The problem: Each entry, from beginning to end, is to be transcribed verbatim.
━━━
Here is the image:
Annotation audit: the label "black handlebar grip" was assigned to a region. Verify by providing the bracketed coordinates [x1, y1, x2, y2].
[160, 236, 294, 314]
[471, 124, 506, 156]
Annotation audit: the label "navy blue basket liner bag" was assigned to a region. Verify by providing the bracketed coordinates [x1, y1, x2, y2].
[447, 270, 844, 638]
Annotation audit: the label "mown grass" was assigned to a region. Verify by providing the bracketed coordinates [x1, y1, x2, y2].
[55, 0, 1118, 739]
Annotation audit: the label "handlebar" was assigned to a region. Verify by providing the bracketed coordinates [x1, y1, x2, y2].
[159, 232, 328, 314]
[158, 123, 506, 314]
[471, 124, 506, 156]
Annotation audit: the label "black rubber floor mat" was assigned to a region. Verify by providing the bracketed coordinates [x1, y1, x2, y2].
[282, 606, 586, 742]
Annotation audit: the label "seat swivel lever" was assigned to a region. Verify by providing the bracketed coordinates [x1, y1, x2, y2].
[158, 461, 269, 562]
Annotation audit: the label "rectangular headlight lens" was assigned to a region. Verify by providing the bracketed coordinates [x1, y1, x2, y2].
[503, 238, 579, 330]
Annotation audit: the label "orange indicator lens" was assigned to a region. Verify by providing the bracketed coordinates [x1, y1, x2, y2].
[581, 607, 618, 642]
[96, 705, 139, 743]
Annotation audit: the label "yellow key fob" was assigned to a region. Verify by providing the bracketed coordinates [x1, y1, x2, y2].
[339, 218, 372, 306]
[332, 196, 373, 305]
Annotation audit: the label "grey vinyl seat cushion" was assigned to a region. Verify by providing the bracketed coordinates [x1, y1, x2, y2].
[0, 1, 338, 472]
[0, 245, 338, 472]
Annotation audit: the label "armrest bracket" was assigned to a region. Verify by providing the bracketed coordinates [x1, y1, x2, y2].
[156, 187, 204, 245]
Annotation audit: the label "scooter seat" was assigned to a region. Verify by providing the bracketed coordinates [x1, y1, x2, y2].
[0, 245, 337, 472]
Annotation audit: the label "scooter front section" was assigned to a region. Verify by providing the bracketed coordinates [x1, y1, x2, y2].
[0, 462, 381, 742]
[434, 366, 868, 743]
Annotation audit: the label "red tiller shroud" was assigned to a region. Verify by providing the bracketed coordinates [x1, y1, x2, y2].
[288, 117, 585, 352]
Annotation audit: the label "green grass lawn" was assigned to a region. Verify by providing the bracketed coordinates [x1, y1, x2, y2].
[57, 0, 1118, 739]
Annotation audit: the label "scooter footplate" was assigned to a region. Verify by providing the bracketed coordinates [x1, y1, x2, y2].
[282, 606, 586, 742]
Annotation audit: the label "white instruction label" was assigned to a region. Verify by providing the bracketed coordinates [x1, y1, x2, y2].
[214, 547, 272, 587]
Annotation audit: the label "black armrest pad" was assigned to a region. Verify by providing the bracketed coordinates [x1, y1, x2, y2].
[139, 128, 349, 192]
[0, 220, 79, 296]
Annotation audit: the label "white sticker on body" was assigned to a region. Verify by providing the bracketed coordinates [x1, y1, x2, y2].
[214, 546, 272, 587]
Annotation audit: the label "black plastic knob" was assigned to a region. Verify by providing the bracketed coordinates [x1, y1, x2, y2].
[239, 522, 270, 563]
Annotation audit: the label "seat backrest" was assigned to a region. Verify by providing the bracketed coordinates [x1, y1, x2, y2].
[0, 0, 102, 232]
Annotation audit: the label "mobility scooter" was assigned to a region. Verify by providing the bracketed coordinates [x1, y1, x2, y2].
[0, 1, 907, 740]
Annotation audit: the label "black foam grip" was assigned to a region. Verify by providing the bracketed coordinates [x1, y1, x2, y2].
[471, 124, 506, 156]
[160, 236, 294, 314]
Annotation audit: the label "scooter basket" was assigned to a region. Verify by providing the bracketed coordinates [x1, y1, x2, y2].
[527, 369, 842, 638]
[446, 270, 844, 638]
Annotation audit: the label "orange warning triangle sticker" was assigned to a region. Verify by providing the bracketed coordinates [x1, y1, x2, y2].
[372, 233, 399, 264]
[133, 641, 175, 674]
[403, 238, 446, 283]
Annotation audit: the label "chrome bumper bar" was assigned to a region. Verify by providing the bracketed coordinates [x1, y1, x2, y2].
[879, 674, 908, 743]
━━━
Solved problem:
Here is the image:
Annotation audit: the label "black handlebar grip" was assigned to a region. Verify by providing the bracketed coordinates [x1, y1, x2, y2].
[160, 236, 294, 314]
[471, 124, 506, 156]
Annotation audit: the label "navy blue basket liner bag" was assigned to a region. Verify by providing the bracketed coordinates [x1, y1, x2, y2].
[447, 270, 844, 638]
Annotation audit: the label "mown grass" was assigned to a region. Verify by providing the bracketed coordinates [x1, y1, x2, y2].
[55, 0, 1118, 739]
Annotation audit: the label "handlebar" was assigned to a region. Verify by providing the bracketed coordinates [x1, y1, x2, y2].
[159, 232, 328, 314]
[158, 123, 506, 314]
[471, 124, 506, 156]
Annotation audit: the label "black rubber floor mat" was assigned to a region. Verify by providing the bracketed coordinates [x1, y1, x2, y2].
[282, 606, 586, 742]
Annotation audit: the label "seat swivel lever" was assigned to a region. Verify by providing the bracketed coordinates [x1, y1, x2, y2].
[158, 461, 269, 562]
Annotation audit: the label "rectangular headlight lens" was assigned to a region. Verify by providing the bracketed coordinates [x1, y1, x2, y2].
[503, 238, 579, 330]
Annotation audit: the label "orange indicator lens" was assigned to a region. Verify by providing the bracketed coordinates [x1, y1, x2, y2].
[581, 607, 618, 642]
[96, 705, 139, 743]
Annotation audit: the label "yellow key fob" was assigned to a region. Verify by providing the bracketed coordinates [x1, y1, x2, y2].
[339, 218, 372, 306]
[332, 196, 373, 305]
Annotation audit: the label "grey vinyl seat cushion" was assigned to a region. Verify by providing the bracketed coordinates [x1, y1, x2, y2].
[0, 1, 338, 472]
[0, 245, 338, 472]
Annotation audit: the label "armrest bracket" was assigned to a region. Verify by providing the bracketed coordinates [x1, y1, x2, y2].
[156, 187, 204, 245]
Annotation audit: the label "scooter seat" was assigned to a region. Verify by providing the bracketed coordinates [x1, y1, x2, y2].
[0, 245, 337, 472]
Annotation audit: the label "scooter front section" was assigned to a region. Verify by providing the bracketed coordinates [x1, y1, x2, y2].
[0, 462, 381, 742]
[434, 366, 868, 743]
Annotation audit: the label "red tiller shroud" was assigned to a region. Verify by providing the bracketed coordinates [x1, y1, x2, y2].
[288, 117, 585, 352]
Annotation audit: the label "green grass lawn" was assigned to a region. Verify by providing the bracketed coordinates [x1, y1, x2, y2].
[57, 0, 1118, 739]
Annotation audit: the label "scooter footplate" was assigned to a region. Verify by providing the bracketed coordinates [x1, y1, x2, y2].
[282, 606, 586, 742]
Annotation audit: the label "white instruction label" was assigned to a region. Verify by providing the bracketed coordinates [x1, y1, x2, y2].
[214, 547, 272, 587]
Annotation audit: the label "black armrest pad" was assigned to a region. Verify by providing the bracketed coordinates [x1, y1, x2, y2].
[139, 128, 349, 192]
[0, 220, 79, 296]
Annotation audit: the label "white sticker on body" was assigned to a region. Verify by providing the bracketed coordinates [x1, y1, x2, y2].
[214, 546, 272, 587]
Annotation audit: the label "black plastic knob" was assigned to a region. Verify by providing the bracketed coordinates [x1, y1, x2, y2].
[239, 522, 270, 563]
Annotation audit: the label "seat backrest" was assigned to a region. Verify by providing the bracketed coordinates [x1, y1, x2, y2].
[0, 0, 102, 232]
Annotation audit: the label "mobility scooter" was assigned to a region. Verify by providing the bracketed coordinates [x1, y1, x2, y2].
[0, 1, 907, 740]
Annotation audit: the label "black foam grip" was assigned to a region. Verify by providing the bracketed coordinates [x1, y1, x2, y2].
[471, 124, 506, 156]
[160, 236, 294, 314]
Annotation audit: the label "scooter basket" was assigned to a region. Verify by providing the bracketed coordinates [x1, y1, x2, y2].
[527, 369, 842, 638]
[446, 270, 844, 638]
Annotation audit: the label "orange warning triangle sticker" was assigned to a region. Verify by providing the bracketed coordinates [x1, y1, x2, y2].
[372, 233, 399, 264]
[133, 641, 175, 674]
[403, 238, 446, 283]
Annotation audit: the label "chrome bumper bar" was assigned to a region. Verify by providing the bracketed coordinates [x1, y1, x2, y2].
[879, 674, 908, 743]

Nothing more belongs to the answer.